>> BEGIN TASK DATA
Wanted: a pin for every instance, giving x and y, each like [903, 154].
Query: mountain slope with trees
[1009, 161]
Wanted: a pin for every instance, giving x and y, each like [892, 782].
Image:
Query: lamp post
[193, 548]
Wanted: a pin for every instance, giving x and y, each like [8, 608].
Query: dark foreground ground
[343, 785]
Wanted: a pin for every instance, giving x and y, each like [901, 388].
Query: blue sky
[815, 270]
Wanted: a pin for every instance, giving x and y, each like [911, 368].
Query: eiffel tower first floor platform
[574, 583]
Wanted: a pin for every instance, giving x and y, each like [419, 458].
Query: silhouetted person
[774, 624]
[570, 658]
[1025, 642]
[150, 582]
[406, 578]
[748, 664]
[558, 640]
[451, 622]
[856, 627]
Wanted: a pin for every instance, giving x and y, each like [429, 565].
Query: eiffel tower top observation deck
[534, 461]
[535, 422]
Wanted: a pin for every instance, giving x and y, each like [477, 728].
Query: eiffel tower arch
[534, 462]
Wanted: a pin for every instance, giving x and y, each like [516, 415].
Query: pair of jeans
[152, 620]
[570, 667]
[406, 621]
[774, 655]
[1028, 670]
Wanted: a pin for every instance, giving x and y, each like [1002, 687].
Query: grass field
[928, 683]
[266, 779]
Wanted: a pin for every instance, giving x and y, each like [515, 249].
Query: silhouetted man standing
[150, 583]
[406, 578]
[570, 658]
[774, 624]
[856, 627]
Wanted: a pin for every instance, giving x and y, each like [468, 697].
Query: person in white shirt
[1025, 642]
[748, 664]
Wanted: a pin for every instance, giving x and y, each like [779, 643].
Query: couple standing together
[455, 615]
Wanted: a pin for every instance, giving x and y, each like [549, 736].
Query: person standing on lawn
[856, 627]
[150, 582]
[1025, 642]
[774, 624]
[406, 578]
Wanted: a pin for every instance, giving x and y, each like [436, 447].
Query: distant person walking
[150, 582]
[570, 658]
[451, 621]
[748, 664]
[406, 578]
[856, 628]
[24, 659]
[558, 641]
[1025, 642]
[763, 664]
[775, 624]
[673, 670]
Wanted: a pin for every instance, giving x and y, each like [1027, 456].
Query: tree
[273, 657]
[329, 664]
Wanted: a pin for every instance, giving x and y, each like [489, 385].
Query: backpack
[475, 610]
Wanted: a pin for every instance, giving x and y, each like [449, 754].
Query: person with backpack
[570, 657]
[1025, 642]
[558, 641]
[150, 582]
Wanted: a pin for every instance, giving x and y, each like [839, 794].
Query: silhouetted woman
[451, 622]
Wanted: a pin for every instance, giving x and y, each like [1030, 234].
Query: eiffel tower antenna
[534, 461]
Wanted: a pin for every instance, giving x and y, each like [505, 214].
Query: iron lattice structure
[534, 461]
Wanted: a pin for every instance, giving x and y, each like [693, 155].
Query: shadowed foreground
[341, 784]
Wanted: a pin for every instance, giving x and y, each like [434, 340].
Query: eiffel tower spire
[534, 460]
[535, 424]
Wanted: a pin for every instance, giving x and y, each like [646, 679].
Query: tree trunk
>> END TASK DATA
GOAL = Please extract every one of the entries above and reproduce them verbatim, with no changes.

THE RESPONSE =
Wanted: a pin for every instance, giving x and y, each like [903, 154].
Query: mountain slope with trees
[1009, 161]
Wanted: a pin for every instance, giving x and y, each like [892, 782].
Image:
Query: lamp post
[193, 548]
Wanted: a pin for every instance, giving x and y, each like [8, 608].
Query: dark foreground ground
[343, 785]
Wanted: a pin for every instance, giving x and y, each like [901, 388].
Query: blue sky
[815, 270]
Wanted: a pin for every instance, giving x and y, each like [911, 368].
Query: eiffel tower first floor platform
[574, 583]
Wanted: a pin for every instance, giving x and y, each like [419, 458].
Query: silhouetted person
[774, 624]
[570, 658]
[1025, 642]
[150, 582]
[406, 578]
[748, 664]
[558, 640]
[451, 622]
[856, 627]
Wanted: a pin for every instance, giving x and y, each like [429, 565].
Query: eiffel tower top observation deck
[534, 461]
[535, 422]
Wanted: a pin for every instance, giving x and y, each like [477, 728].
Query: eiffel tower arch
[534, 462]
Wanted: a pin for every instance, giving x and y, each like [516, 415].
Query: pair of jeans
[152, 620]
[570, 667]
[406, 621]
[774, 655]
[1028, 670]
Wanted: a pin for every instance, giving x and y, each like [1002, 687].
Query: grass field
[928, 683]
[266, 779]
Wanted: a pin for every instance, giving x and y, each like [515, 249].
Query: silhouetted man standing
[150, 583]
[406, 578]
[570, 658]
[774, 624]
[856, 627]
Wanted: a pin for every instance, giving x and y, each like [468, 697].
Query: person in white shirt
[1025, 642]
[748, 664]
Wanted: a pin for every instance, giving x and y, each like [779, 643].
Query: couple standing together
[455, 615]
Wanted: a pin for every instance, giving x and y, each like [549, 736].
Query: person standing on lawn
[856, 627]
[150, 582]
[1025, 642]
[774, 624]
[406, 578]
Wanted: a pin for every instance, giving x and y, each like [436, 447].
Query: distant person walking
[150, 582]
[570, 658]
[451, 621]
[748, 664]
[406, 578]
[856, 628]
[24, 659]
[558, 641]
[1025, 642]
[763, 664]
[775, 624]
[673, 670]
Wanted: a pin for every instance, giving x and y, each like [1027, 456].
Query: tree
[273, 657]
[329, 664]
Wanted: a pin for every instance, giving x and y, each like [489, 385].
Query: backpack
[475, 610]
Wanted: a pin for every instance, giving x and y, each like [449, 754].
Query: person with backpack
[570, 657]
[1025, 642]
[558, 641]
[150, 582]
Wanted: a pin for every instance, giving x and y, each like [839, 794].
Query: silhouetted woman
[451, 622]
Wanted: a pin for every instance, giving x and y, each like [1030, 234].
Query: eiffel tower antenna
[534, 461]
Wanted: a pin for every instance, giving x and y, each like [505, 214].
Query: iron lattice structure
[534, 461]
Wanted: a pin for every instance, giving x and y, each like [693, 155].
Query: shadowed foreground
[341, 784]
Wanted: a pin for every instance, giving x and y, each like [434, 340].
Query: eiffel tower spire
[534, 460]
[535, 424]
Wanted: a pin for every instance, giving x and y, each like [646, 679].
Query: tree trunk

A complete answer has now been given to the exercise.